===== 문서 본문 =====

Model Assessment (모형평가)

2024-03-10 5 분 소요

※ Model Assessment란?

예측을 위해 만든 모형이 random model보다 과연 우수한지, 서로 다른 모형들 중 어느 것이 가장 우수한 예측력을 가지는지 비교, 분석하는 과정

Evaluating classification models (분류모델 평가)

Predictive accuracy
Speed and scalability
Robutness
Interpretability
Goodness of rules

모형 평가 기준

분류정확도
반응률
Profit / ROI

■ Confusion Matrix (정오분류 행렬 / 혼동행렬)

범주형 종속변수 모형 평가
모형의 정확도 판정을 위해 사용되는 방법
Positive class: 분석의 관심 대상 (보통 1로 설정)
Negative class: 분석 관심 대상 외 (보통 0이나 -1로 설정)

□ 이진 분류 모델 평가

각 지표의 한계 때문에, 가능한 여러 지표를 사용하여 모델을 평가해야 함

-	-	예측
-	-	0	1
실제	0	True Negative (TN)	False Positive (FP) (Type I Error)

===== 데이터 =====

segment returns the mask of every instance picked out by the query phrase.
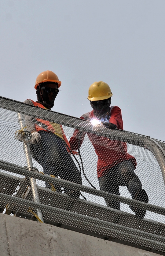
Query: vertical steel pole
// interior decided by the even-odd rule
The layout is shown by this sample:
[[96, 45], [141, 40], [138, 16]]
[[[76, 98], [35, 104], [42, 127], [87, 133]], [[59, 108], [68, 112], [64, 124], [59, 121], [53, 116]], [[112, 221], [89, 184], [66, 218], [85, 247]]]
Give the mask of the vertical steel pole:
[[[18, 113], [17, 114], [17, 116], [20, 129], [22, 129], [25, 126], [24, 115]], [[32, 167], [33, 167], [33, 162], [30, 152], [29, 142], [24, 142], [23, 147], [28, 168]], [[30, 178], [29, 179], [33, 201], [39, 203], [39, 197], [35, 179], [33, 178]], [[44, 222], [42, 218], [42, 215], [41, 211], [39, 209], [37, 210], [37, 212], [38, 217], [43, 223]]]

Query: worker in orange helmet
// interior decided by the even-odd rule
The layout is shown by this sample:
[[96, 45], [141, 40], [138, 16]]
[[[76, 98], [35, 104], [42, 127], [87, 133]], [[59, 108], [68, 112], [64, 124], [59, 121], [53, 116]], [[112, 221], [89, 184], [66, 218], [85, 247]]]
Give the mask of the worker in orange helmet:
[[[61, 83], [52, 71], [41, 73], [37, 78], [35, 86], [37, 101], [28, 99], [24, 103], [50, 110]], [[62, 125], [29, 116], [25, 116], [25, 119], [27, 129], [31, 133], [31, 155], [43, 167], [44, 173], [82, 184], [81, 173], [71, 156], [71, 153], [75, 152], [72, 152]], [[52, 184], [47, 182], [46, 184], [47, 188], [52, 188]], [[55, 187], [57, 191], [61, 192], [61, 187]], [[80, 191], [67, 188], [64, 188], [64, 193], [74, 198], [78, 198], [80, 195]]]

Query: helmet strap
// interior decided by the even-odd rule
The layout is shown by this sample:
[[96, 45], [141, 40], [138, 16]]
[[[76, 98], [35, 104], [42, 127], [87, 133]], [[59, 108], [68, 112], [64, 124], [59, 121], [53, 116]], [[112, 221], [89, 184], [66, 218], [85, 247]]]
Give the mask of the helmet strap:
[[43, 102], [43, 98], [42, 98], [42, 95], [41, 93], [41, 87], [40, 87], [40, 83], [39, 84], [39, 93], [40, 93], [40, 97], [42, 99], [42, 102]]

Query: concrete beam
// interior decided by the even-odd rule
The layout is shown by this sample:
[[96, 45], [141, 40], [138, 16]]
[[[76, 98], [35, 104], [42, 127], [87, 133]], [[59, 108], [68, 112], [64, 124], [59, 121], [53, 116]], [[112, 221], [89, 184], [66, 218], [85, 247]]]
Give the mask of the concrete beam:
[[0, 213], [3, 256], [160, 255], [52, 225]]

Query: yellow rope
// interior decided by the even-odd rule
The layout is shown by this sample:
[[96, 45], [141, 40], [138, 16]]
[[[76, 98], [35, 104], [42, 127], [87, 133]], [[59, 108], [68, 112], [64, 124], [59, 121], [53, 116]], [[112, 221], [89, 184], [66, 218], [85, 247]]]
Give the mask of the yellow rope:
[[30, 207], [29, 207], [29, 209], [27, 211], [29, 213], [29, 212], [31, 213], [32, 213], [32, 214], [33, 214], [33, 215], [34, 215], [34, 216], [35, 216], [35, 217], [37, 219], [37, 220], [38, 220], [38, 221], [39, 221], [39, 222], [40, 222], [41, 223], [43, 223], [43, 221], [41, 221], [41, 220], [39, 218], [37, 215], [36, 213], [34, 213], [32, 210], [31, 210]]
[[[56, 177], [55, 177], [55, 176], [54, 176], [54, 175], [52, 175], [51, 174], [50, 175], [50, 176], [51, 176], [51, 177], [52, 177], [52, 178], [55, 178]], [[55, 188], [55, 187], [53, 185], [53, 183], [51, 183], [50, 182], [49, 184], [50, 184], [50, 186], [52, 187], [51, 188], [51, 190], [52, 191], [54, 191], [54, 192], [55, 192], [55, 191], [56, 191], [56, 190]]]
[[[44, 173], [42, 173], [42, 172], [39, 172], [39, 173], [41, 173], [42, 174], [43, 174], [43, 175], [44, 175]], [[52, 178], [55, 178], [56, 177], [55, 176], [54, 176], [54, 175], [52, 175], [51, 174], [50, 175], [50, 176], [51, 176], [51, 177], [52, 177]], [[51, 183], [50, 182], [49, 182], [49, 184], [50, 184], [50, 186], [51, 187], [51, 190], [52, 191], [53, 191], [54, 192], [55, 192], [55, 191], [56, 191], [56, 189], [55, 188], [55, 187], [54, 187], [54, 185], [53, 185], [53, 183]]]
[[9, 215], [9, 212], [8, 211], [8, 208], [9, 208], [9, 204], [6, 204], [5, 207], [6, 209], [6, 213], [8, 215]]
[[25, 126], [25, 127], [24, 127], [24, 128], [22, 128], [22, 129], [21, 129], [20, 130], [18, 130], [18, 131], [16, 131], [15, 132], [15, 134], [16, 135], [16, 133], [17, 132], [19, 132], [18, 135], [19, 135], [19, 134], [20, 134], [23, 131], [23, 130], [24, 130], [24, 129], [25, 129], [25, 128], [26, 128], [26, 126]]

=====

과제 A
목록의 첫 줄에서 시작해 "Give the mask of the vertical"가 들어 있는 줄에서 끝나는 부분을 양 끝 줄까지 포함하여 그대로 옮겨 적으세요. 그림은 답에 넣지 마세요.
과제 B
모형 평가를 다룬 본문을 마지막으로 제시된 줄 다음부터 이어서 작성하세요.
본문과 목록은 서로 다른 출처에서 가져온 자료입니다.

작성 답변 A
segment returns the mask of every instance picked out by the query phrase.
Query: vertical steel pole
// interior decided by the even-odd rule
The layout is shown by this sample:
[[96, 45], [141, 40], [138, 16]]
[[[76, 98], [35, 104], [42, 127], [87, 133]], [[59, 108], [68, 112], [64, 124], [59, 121], [53, 116]], [[112, 221], [89, 184], [66, 218], [85, 247]]]
Give the mask of the vertical steel pole:

작성 답변 B
	1	False Negative (FN) (Type II Error)	True Positive (TP)

Accuracy (정확도 $Acc$)
- 모든 샘플 가운데 정확히 분류한 샘플의 비율
- 클래스 불균형 문제가 있는 데이터에 대해 매우 취약함
  = $\cfrac{TN+TP}{TN+FP+FN+TP}$ = $\cfrac{정답~데이터}{전체~데이터}$

Error rate (에러율)
= $\cfrac{FP+FN}{TN+FP+FN+TP}$ = $\cfrac{오답~데이터}{전체~데이터}$

Sensitivity (민감도, Recall / $Rec$)
- 실제 positive 중에서 예측 모델이 맞은 비율
- 실제 긍정 샘플 가운데, 긍정이라고 분류한 샘플의 비율로, 검출력과 관련이 있음
- 모든 샘플을 긍정이라고 분류하면 재현율이 높아짐
  = $\cfrac{TP}{TP+FN}$ = $\cfrac{양성~정답}{실제~양성}$

Precision (정밀도 $Pre$)
- 예측 모델이 positive로 예측한 것 중 실제로 맞은 비율
- 긍정이라고 분류한 샘플 가운데, 실제 긍정인 샘플의 비율
- 정밀도가 높을수록 사람의 공수가 줄어드는 경향이 있음
- 긍정이라고 분류하는 샘플 수가 작으면 작을수록 정밀도가 높아짐
  = $\cfrac{TP}{TP+FP}$ = $\cfrac{양성~정답}{예측~양성}$

Specificity (특이도)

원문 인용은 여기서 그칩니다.